EXERCISE DIRECTIONS:
Reproduce verbatim the account of Charlie below, everything from "Some years ago" down to "under the freeway.".

TEXT EXCERPT:
# # # #
Some years ago I had reason to hire a Millionaire Club worker. I will call him Charlie to protect his identity. He was, or still is, an alcoholic, but he also holds a university degree in sociology. He is a good citizen by any measure. Over a period of three months we often discussed world affairs and our city. He defined himself a binge drinker. He would be sober for several months then drink himself into oblivion for a couple of weeks then clean up and start work again. I often visited him where he camped under the freeway.
Charlie and I had many talks about the homeless and how to deal with the many different reasons people fall out of the larger society and conventional housing. In these talks he described in greater detail the various categories of homelessness, their social or physical disorders that forced them to live on the streets and the attempts of government to intervene in their lives Once, I asked if he had a million dollars what would he do with it. He paused, stared at the clouds for a moment, and said he would buy “a new tent, sleeping bag, and a new pair of boots.” “Wouldn’t you like a house or warm dry place to live?” “Only occasionally," he said.
# # # #
ENTRIES PROVIDED:
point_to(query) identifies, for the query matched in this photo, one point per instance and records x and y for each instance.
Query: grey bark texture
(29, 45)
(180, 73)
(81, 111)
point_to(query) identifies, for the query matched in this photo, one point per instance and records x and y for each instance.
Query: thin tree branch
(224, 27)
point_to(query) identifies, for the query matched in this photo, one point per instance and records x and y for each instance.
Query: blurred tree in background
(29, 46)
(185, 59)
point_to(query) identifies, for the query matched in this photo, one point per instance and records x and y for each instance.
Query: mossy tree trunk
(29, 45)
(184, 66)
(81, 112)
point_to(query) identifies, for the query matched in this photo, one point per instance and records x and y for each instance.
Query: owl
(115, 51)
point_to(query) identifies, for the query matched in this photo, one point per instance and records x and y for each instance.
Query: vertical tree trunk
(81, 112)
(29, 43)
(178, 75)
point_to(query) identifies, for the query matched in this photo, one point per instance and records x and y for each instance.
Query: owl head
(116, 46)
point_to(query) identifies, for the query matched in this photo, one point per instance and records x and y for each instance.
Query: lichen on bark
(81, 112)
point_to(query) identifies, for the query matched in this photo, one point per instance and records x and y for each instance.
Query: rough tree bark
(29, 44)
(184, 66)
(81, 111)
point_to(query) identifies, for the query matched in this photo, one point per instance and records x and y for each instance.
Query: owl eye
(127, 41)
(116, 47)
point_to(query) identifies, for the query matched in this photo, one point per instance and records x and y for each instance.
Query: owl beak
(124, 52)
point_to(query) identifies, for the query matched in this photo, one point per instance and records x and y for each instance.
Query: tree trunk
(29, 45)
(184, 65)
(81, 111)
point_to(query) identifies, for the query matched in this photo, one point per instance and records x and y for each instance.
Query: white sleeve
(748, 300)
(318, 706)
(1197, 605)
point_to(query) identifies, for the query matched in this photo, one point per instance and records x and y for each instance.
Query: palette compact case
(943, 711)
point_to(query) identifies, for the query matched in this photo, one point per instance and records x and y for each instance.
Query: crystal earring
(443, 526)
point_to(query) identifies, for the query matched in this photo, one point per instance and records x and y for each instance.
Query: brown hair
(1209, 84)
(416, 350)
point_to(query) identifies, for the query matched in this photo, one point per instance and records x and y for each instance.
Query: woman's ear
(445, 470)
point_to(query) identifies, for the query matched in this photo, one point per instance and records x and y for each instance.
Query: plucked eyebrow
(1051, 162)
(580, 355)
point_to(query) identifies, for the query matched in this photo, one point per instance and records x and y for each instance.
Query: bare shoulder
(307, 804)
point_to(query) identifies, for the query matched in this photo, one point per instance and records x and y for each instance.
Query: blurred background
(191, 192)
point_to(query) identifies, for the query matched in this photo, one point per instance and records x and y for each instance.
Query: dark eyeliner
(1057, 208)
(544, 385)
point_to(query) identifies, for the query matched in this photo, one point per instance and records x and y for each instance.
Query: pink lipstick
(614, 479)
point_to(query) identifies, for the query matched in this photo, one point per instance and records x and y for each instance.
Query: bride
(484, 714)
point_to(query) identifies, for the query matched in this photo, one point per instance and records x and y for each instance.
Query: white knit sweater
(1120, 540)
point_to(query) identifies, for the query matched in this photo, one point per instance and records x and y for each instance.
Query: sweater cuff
# # # #
SOLVED EXERCISE:
Some years ago I had reason to hire a Millionaire Club worker. I will call him Charlie to protect his identity. He was, or still is, an alcoholic, but he also holds a university degree in sociology. He is a good citizen by any measure. Over a period of three months we often discussed world affairs and our city. He defined himself a binge drinker. He would be sober for several months then drink himself into oblivion for a couple of weeks then clean up and start work again. I often visited him where he camped under the freeway.